The Thieves could hide for hours within whispering distance of the enemy, their dog tags wrapped in tape to prevent even the tiny click of aluminum against collar bone.
The Leatherneck heralded them as “the craziest, fiercest, most lovable Marines on the island.”
Such was the official Marine publicity spin, but the 40 Thieves themselves never claimed to be engaged in fun and games. They undertook brutal, bloody tasks on Saipan, actions that would haunt them.
“Most of these guys never talked about the war,” says Joseph Tachovsky. “They spent their whole lives trying to forget.”
A few years ago, Joseph tracked down the few surviving platoon members for what would become the nonfiction book “40 Thieves on Saipan.” He found men who had suffered terrifying nightmares for six decades. Tachovsky learned that a couple of the Thieves drank themselves to death at young ages.
Tracy Metzger, Dawson’s daughter, said in an email that McBride “was a [wonderful] grandfather but he had his demons.” Diana Dawson acknowledges that “Mac” struggled with the classic symptoms of post-traumatic stress disorder, though he didn’t recognize what it was. “They didn’t know about that back in those days,” she says.
McBride died in 2000 at 73.

> _GIVEN MATERIAL_:
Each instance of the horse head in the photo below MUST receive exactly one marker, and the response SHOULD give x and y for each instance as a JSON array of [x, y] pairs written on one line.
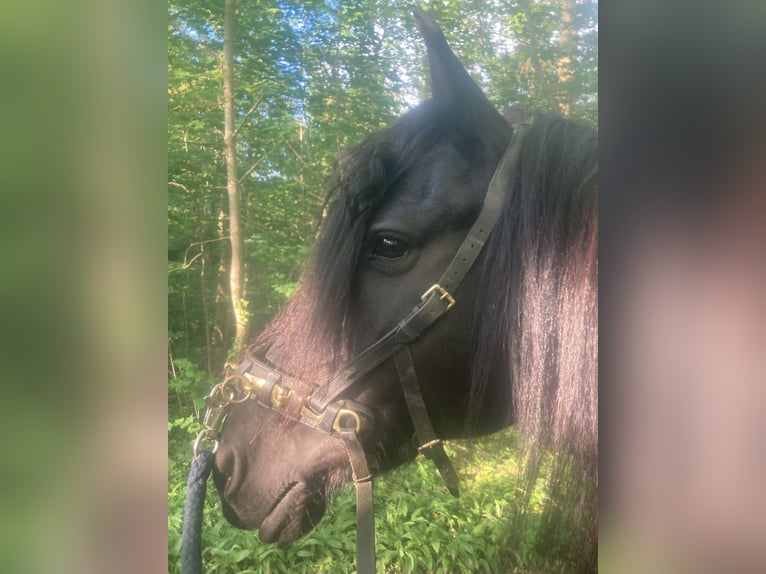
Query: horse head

> _REQUIRED ACTION_:
Reproduce the entire passage about the 40 Thieves on Saipan above word for word, keeping every sentence and punctuation mark unchanged.

> _COMPLETED TASK_:
The Thieves could hide for hours within whispering distance of the enemy, their dog tags wrapped in tape to prevent even the tiny click of aluminum against collar bone.
The Leatherneck heralded them as “the craziest, fiercest, most lovable Marines on the island.”
Such was the official Marine publicity spin, but the 40 Thieves themselves never claimed to be engaged in fun and games. They undertook brutal, bloody tasks on Saipan, actions that would haunt them.
“Most of these guys never talked about the war,” says Joseph Tachovsky. “They spent their whole lives trying to forget.”
A few years ago, Joseph tracked down the few surviving platoon members for what would become the nonfiction book “40 Thieves on Saipan.” He found men who had suffered terrifying nightmares for six decades. Tachovsky learned that a couple of the Thieves drank themselves to death at young ages.
Tracy Metzger, Dawson’s daughter, said in an email that McBride “was a [wonderful] grandfather but he had his demons.” Diana Dawson acknowledges that “Mac” struggled with the classic symptoms of post-traumatic stress disorder, though he didn’t recognize what it was. “They didn’t know about that back in those days,” she says.
McBride died in 2000 at 73.